→ **THE TASK**
Reproduce word for word the items below, from the first line through the line containing "[[288, 230]]", with both of those lines included.

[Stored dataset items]
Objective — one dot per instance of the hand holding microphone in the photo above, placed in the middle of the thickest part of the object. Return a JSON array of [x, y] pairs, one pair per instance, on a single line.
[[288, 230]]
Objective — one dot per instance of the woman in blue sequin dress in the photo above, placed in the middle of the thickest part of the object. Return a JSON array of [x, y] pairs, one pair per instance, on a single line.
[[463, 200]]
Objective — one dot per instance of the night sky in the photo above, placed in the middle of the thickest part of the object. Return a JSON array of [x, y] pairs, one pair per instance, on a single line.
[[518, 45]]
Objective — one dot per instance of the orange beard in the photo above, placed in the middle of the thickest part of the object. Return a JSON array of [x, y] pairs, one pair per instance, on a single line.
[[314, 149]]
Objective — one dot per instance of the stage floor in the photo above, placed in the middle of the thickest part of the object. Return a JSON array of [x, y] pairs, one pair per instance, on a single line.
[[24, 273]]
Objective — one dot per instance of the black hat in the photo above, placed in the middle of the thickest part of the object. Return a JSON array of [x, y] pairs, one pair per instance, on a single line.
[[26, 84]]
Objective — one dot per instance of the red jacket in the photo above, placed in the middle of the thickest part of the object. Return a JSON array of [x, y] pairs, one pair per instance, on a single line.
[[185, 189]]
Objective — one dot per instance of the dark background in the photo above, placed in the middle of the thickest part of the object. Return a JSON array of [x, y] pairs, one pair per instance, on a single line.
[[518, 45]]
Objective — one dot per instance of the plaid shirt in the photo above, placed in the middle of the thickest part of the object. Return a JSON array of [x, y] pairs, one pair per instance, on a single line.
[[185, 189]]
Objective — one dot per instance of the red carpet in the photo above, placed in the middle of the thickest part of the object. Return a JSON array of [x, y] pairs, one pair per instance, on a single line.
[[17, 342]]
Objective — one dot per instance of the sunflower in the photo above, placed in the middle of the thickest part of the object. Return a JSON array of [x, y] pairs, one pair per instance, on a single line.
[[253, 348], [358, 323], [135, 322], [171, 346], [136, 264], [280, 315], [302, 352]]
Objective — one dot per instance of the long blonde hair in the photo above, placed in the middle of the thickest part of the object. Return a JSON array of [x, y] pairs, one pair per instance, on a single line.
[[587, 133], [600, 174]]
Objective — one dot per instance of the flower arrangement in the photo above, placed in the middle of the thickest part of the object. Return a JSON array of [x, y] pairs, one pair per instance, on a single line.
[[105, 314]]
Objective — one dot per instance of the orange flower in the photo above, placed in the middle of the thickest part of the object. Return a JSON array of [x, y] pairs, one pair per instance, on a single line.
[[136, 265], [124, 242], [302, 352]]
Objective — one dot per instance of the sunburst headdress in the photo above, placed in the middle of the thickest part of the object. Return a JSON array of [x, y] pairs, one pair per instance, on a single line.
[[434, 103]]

→ **SOLUTION TO THE EXERCISE**
Objective — one dot per instance of the hand holding microphone in the photo above, placed in the middle of the thickest part of the object. Return a JSON array of [x, y] pairs, one pair per instance, on a single line.
[[288, 230]]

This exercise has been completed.